Pick out each line in the rows below that contains the word "water", and copy those lines.
===== Data entries =====
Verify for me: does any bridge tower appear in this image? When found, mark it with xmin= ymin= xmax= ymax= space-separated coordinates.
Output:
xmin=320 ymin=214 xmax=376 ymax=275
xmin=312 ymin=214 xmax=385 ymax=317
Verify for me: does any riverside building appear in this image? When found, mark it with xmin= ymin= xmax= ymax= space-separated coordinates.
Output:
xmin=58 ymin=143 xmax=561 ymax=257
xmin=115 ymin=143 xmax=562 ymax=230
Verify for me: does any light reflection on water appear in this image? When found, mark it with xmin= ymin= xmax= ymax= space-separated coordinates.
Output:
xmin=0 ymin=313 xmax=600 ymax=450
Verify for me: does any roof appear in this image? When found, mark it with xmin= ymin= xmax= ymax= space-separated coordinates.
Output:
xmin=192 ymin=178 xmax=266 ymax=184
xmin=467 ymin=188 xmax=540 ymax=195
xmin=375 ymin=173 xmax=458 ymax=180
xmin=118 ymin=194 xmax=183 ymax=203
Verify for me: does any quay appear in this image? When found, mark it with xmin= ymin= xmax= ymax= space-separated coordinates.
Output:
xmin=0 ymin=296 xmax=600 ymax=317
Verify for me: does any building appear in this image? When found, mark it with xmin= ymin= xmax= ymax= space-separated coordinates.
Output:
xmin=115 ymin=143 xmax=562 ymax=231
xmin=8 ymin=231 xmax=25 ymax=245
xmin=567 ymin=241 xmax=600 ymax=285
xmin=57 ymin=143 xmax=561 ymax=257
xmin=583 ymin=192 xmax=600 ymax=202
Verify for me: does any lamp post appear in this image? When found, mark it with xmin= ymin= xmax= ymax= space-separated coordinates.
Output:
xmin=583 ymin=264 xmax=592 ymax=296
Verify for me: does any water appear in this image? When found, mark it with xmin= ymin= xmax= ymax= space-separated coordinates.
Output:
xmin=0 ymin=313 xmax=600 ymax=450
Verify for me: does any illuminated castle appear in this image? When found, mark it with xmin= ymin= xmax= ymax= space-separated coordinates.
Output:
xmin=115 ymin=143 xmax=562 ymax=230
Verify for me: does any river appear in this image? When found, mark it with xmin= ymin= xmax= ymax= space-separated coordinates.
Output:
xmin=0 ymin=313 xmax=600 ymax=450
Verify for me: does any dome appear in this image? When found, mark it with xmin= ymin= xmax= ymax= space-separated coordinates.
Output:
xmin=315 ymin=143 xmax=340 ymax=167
=====
— Written answer —
Verify for me: does any light reflection on water appear in this image? When found, mark it with xmin= ymin= xmax= ymax= space-separated coordinates.
Verify for me: does any water appear in this image? When found, mark it with xmin= ymin= xmax= ymax= space-separated coordinates.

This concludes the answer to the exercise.